── Excerpted data
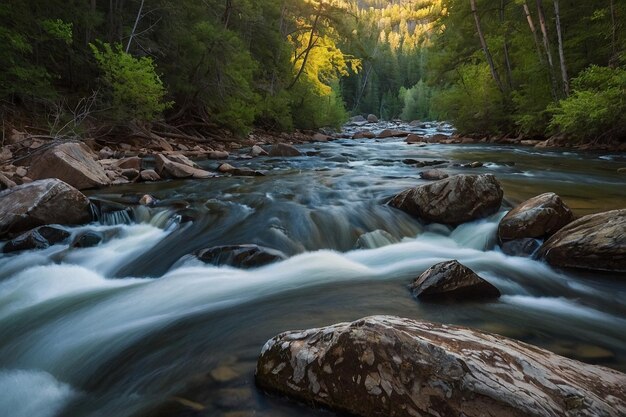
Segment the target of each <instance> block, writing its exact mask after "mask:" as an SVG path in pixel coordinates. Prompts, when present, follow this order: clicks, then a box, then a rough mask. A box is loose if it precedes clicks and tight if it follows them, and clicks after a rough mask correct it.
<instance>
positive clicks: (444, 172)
mask: <svg viewBox="0 0 626 417" xmlns="http://www.w3.org/2000/svg"><path fill="white" fill-rule="evenodd" d="M420 177H422V179H424V180H431V181H438V180H443V179H445V178H448V177H449V175H448V174H446V173H445V172H443V171H442V170H440V169H429V170H428V171H422V172H420Z"/></svg>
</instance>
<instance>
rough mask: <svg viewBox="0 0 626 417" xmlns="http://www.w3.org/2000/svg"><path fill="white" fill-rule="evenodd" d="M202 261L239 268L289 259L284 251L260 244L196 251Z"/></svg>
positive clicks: (233, 246) (219, 264)
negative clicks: (279, 250)
mask: <svg viewBox="0 0 626 417" xmlns="http://www.w3.org/2000/svg"><path fill="white" fill-rule="evenodd" d="M195 256H196V257H197V258H198V259H200V260H201V261H202V262H205V263H208V264H214V265H230V266H234V267H237V268H256V267H259V266H263V265H267V264H271V263H273V262H278V261H282V260H285V259H287V255H285V254H284V253H283V252H281V251H278V250H275V249H270V248H266V247H263V246H258V245H231V246H216V247H213V248H209V249H202V250H200V251H198V252H196V253H195Z"/></svg>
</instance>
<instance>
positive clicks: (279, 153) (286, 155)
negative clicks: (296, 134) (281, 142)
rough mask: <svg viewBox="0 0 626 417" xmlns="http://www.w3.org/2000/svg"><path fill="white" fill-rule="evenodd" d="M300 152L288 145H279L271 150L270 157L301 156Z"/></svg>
mask: <svg viewBox="0 0 626 417" xmlns="http://www.w3.org/2000/svg"><path fill="white" fill-rule="evenodd" d="M300 155H302V153H300V151H299V150H297V149H296V148H294V147H293V146H291V145H288V144H286V143H277V144H275V145H273V146H272V149H270V156H283V157H285V156H300Z"/></svg>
────
The copy must include every record exactly and none of the pictures.

Segment the target of each <instance> block, writing its exact mask after "mask:" as an SVG path in pixel coordinates. Prompts, when present, follow this order: clicks, then a box, then a rough mask. A box is loose if it precedes clicks and tight if it follows them, and clicks after a rough mask correct it.
<instance>
positive clicks: (444, 172)
mask: <svg viewBox="0 0 626 417" xmlns="http://www.w3.org/2000/svg"><path fill="white" fill-rule="evenodd" d="M420 177H422V179H424V180H431V181H438V180H443V179H445V178H448V177H449V175H448V174H446V173H445V172H443V171H442V170H440V169H429V170H428V171H422V172H420Z"/></svg>
</instance>
<instance>
rough mask: <svg viewBox="0 0 626 417" xmlns="http://www.w3.org/2000/svg"><path fill="white" fill-rule="evenodd" d="M202 261L239 268L289 259L284 251L260 244L196 251Z"/></svg>
positive clicks: (233, 246) (219, 264)
negative clicks: (279, 250)
mask: <svg viewBox="0 0 626 417" xmlns="http://www.w3.org/2000/svg"><path fill="white" fill-rule="evenodd" d="M195 256H196V257H197V258H198V259H200V260H201V261H202V262H205V263H208V264H214V265H230V266H234V267H237V268H256V267H259V266H263V265H267V264H271V263H273V262H278V261H282V260H285V259H287V255H285V254H284V253H283V252H281V251H278V250H275V249H270V248H266V247H263V246H258V245H231V246H216V247H213V248H209V249H202V250H200V251H198V252H196V253H195Z"/></svg>
</instance>
<instance>
positive clicks: (279, 153) (286, 155)
negative clicks: (296, 134) (281, 142)
rough mask: <svg viewBox="0 0 626 417" xmlns="http://www.w3.org/2000/svg"><path fill="white" fill-rule="evenodd" d="M300 152L288 145H279L271 150L270 157L301 156Z"/></svg>
mask: <svg viewBox="0 0 626 417" xmlns="http://www.w3.org/2000/svg"><path fill="white" fill-rule="evenodd" d="M300 155H302V153H300V151H299V150H297V149H296V148H294V147H293V146H291V145H288V144H286V143H277V144H275V145H273V146H272V149H270V156H283V157H285V156H300Z"/></svg>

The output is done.